| YOUR GOAL |
Copy, from the data below, each line that has the word "where".

| DATA EXTRACTS |
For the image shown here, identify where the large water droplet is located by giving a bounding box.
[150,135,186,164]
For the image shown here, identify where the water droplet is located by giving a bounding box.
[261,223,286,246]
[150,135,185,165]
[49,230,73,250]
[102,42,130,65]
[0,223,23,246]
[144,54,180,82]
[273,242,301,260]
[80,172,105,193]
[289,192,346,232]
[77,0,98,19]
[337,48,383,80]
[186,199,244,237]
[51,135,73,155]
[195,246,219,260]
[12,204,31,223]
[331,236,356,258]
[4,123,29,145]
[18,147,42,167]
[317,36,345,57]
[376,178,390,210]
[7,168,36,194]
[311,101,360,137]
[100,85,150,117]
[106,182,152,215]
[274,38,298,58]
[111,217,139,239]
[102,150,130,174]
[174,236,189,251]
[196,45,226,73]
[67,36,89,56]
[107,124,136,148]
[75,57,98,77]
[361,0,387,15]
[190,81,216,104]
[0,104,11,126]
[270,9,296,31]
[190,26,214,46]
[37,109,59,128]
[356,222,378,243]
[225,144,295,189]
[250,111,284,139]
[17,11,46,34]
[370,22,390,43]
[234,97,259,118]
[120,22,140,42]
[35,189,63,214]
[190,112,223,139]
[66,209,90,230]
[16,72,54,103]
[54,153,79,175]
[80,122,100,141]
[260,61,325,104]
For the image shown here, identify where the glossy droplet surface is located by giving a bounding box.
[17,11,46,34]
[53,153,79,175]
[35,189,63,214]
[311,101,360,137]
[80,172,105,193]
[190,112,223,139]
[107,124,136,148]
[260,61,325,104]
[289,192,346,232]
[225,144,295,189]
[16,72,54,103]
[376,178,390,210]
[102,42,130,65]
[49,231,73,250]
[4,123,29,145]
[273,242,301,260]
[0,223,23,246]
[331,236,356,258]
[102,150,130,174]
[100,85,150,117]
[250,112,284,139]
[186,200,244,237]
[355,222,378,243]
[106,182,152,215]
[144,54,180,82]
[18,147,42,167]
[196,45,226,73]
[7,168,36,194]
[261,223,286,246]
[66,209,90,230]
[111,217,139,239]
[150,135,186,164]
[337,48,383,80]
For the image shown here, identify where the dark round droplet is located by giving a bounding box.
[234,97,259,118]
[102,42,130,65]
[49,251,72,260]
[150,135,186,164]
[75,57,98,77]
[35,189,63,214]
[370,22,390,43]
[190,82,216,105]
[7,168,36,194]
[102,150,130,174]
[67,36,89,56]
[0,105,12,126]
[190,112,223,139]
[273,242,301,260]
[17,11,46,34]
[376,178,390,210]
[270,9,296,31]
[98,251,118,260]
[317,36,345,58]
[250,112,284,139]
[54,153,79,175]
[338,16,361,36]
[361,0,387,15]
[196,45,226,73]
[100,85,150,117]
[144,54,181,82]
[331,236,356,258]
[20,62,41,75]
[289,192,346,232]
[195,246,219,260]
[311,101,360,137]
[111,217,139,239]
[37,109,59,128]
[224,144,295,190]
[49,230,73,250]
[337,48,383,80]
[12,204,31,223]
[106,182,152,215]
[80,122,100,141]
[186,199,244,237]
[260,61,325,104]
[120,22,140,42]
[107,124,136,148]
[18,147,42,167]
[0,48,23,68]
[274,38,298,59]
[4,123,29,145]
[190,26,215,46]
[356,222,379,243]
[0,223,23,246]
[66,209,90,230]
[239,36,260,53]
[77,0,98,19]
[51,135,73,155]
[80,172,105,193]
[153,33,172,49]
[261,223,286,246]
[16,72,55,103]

| TASK ANSWER |
For the image shown here, identify where the large water droplet is located by giving a bounding box.
For the image shown here, identify where the water droplet is located by giving a bounding box.
For the image shown here, identify where the glossy droplet surface is located by giving a bounding box.
For the image shown here, identify where the dark round droplet is located by giving a bounding box.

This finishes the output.